**Exercise aim**
Write out exactly, please, the lines from the one containing "Warehouse picking: mark the iron" to the end of the material.
>> start Provided data
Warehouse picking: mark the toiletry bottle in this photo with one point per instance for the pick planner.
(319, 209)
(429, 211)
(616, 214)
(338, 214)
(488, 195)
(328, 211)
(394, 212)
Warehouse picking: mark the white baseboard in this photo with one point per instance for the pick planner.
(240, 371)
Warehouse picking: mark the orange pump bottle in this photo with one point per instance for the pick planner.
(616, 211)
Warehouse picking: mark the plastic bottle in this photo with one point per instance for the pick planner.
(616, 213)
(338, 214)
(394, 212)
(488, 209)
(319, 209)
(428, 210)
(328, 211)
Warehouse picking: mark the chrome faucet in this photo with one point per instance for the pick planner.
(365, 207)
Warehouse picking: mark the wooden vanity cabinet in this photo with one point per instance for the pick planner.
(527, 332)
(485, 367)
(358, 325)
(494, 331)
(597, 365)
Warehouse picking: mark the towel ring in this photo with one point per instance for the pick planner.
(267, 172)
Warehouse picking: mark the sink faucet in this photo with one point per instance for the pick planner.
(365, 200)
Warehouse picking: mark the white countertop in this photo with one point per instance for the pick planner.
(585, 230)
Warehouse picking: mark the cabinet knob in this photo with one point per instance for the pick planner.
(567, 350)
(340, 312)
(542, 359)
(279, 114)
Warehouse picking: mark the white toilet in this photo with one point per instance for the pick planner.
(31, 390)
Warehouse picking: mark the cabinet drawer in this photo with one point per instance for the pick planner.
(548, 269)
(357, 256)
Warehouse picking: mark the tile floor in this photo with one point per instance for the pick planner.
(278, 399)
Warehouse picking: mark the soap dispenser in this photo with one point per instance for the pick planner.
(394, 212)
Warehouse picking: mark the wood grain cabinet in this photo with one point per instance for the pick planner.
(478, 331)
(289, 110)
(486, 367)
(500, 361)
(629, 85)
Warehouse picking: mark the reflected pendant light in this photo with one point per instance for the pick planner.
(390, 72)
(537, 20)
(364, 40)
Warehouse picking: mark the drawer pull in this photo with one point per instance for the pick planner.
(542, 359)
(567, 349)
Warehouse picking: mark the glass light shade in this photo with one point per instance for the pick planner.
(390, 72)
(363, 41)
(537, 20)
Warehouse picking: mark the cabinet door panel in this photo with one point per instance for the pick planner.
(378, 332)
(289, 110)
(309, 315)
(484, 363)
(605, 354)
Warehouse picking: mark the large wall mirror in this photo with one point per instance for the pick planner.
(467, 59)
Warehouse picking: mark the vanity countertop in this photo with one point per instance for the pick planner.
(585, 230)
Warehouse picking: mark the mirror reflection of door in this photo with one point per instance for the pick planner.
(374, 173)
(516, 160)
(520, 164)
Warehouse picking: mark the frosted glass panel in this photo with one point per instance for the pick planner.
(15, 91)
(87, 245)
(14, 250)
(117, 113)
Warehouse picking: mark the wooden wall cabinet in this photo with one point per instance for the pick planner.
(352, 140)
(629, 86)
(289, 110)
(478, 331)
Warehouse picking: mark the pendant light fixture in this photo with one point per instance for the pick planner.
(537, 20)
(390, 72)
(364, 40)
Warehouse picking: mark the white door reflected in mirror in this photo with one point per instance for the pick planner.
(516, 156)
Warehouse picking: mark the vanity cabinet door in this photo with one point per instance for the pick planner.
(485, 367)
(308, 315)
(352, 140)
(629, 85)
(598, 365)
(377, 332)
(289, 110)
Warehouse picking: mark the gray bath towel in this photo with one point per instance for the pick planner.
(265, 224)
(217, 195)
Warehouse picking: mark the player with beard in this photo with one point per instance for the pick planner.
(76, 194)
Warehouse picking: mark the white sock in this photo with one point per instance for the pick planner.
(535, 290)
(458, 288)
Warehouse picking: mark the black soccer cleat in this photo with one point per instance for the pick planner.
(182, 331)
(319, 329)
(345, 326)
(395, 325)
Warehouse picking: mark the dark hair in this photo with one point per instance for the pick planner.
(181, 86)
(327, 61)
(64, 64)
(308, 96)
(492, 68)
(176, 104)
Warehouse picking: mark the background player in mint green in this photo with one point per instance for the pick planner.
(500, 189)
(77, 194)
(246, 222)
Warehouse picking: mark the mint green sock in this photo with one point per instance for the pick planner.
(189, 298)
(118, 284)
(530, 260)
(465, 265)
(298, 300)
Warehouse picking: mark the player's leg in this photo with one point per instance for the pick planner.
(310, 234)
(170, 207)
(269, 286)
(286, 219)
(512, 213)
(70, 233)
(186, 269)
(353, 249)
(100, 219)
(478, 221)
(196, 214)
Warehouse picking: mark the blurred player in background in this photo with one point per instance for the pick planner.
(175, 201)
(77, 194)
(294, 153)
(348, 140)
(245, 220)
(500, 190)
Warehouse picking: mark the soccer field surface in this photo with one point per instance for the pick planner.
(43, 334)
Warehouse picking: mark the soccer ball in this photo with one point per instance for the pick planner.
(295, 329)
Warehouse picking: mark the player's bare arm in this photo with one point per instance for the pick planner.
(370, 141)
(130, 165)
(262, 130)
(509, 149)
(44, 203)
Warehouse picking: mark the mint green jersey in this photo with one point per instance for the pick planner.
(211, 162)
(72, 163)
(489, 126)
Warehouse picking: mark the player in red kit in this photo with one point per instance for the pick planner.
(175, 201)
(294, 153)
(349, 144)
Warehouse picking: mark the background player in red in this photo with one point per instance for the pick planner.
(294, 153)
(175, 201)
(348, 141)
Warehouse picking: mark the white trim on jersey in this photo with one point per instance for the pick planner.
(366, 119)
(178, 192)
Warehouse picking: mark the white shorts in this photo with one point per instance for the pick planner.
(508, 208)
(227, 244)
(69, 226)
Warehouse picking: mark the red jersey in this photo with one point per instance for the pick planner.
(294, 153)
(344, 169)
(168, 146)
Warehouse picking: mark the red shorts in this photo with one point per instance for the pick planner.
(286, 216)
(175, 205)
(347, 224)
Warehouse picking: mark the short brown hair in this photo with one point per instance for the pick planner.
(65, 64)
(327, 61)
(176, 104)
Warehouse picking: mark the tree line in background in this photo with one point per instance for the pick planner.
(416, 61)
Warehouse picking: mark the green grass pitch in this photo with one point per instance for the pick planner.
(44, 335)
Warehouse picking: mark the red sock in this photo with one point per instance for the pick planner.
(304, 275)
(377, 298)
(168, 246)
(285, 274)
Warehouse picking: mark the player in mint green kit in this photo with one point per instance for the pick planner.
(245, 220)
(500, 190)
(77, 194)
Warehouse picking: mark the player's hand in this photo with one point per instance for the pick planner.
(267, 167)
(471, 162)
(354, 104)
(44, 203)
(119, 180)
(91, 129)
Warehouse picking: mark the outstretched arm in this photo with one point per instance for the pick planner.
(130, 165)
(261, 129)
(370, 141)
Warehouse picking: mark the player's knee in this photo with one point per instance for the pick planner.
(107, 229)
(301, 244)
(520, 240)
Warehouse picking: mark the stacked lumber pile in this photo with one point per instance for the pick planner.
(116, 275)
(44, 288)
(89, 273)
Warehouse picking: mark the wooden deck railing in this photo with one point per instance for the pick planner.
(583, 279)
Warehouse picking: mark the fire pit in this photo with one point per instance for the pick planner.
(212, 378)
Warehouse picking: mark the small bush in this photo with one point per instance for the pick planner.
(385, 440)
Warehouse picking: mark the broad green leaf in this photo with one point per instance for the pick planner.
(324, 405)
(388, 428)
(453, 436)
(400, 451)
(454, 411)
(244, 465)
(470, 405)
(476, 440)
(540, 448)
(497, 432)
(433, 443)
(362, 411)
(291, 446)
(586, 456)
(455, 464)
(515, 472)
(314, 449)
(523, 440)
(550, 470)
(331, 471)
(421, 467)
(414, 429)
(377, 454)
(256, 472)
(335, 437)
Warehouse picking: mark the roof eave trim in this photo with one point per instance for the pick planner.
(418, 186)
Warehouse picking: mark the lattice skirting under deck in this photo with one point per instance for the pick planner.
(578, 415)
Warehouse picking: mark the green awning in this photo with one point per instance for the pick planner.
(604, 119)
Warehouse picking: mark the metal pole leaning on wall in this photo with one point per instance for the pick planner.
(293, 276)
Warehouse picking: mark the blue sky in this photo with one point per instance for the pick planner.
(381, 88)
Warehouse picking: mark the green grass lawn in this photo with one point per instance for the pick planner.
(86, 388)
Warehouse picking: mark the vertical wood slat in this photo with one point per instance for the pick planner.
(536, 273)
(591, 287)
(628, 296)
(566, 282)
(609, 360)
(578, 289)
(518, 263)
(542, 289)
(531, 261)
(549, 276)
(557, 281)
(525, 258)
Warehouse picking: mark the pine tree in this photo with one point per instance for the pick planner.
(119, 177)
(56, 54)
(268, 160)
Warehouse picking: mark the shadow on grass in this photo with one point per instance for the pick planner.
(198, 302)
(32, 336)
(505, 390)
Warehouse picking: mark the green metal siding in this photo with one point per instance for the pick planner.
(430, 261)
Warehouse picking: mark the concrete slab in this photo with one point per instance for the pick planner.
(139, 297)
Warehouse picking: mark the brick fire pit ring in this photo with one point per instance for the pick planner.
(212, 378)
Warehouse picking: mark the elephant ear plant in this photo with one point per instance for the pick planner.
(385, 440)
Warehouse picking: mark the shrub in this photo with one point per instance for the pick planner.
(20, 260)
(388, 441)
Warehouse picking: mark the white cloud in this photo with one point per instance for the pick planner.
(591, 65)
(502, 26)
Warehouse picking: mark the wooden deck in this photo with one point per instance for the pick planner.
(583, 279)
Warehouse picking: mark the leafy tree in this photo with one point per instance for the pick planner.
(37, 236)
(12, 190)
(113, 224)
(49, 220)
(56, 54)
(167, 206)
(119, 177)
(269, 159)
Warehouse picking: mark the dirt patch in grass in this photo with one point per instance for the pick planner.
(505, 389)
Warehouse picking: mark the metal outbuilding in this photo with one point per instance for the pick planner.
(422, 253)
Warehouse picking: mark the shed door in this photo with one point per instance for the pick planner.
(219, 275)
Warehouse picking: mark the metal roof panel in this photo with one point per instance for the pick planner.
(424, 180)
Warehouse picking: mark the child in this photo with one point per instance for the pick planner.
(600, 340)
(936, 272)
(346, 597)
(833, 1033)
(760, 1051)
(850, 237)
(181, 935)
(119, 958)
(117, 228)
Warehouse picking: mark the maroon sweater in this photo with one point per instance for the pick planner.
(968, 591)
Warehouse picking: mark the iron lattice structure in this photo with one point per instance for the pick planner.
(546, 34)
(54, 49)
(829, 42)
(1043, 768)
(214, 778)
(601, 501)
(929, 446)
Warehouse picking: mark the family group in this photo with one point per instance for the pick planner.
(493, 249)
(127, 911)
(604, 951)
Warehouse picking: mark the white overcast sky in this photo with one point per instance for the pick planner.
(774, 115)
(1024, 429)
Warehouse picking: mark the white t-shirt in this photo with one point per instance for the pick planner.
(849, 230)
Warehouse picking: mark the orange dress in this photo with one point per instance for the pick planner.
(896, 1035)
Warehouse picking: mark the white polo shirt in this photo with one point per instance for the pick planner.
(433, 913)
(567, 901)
>> end Provided data
**Result**
Warehouse picking: mark the iron lattice structure in this photo with one point per instance for the pick planner.
(546, 34)
(54, 49)
(829, 42)
(1043, 768)
(214, 778)
(601, 501)
(929, 446)
Warehouse picking: mark the family group in this photo with one point per instance for the pick planner.
(493, 249)
(127, 911)
(604, 951)
Warehouse picking: mark the white overcast sky in this photo with one point per instance for the pick planner.
(774, 115)
(1024, 429)
Warehouse picking: mark the white t-shirt in this photo with one point per instance for the pick planner.
(849, 230)
Warehouse picking: mark the orange dress in this photo with one point per instance for the pick planner.
(896, 1035)
Warehouse picking: mark the white polo shirt in this photo with one point per instance for the pick planner.
(433, 913)
(567, 901)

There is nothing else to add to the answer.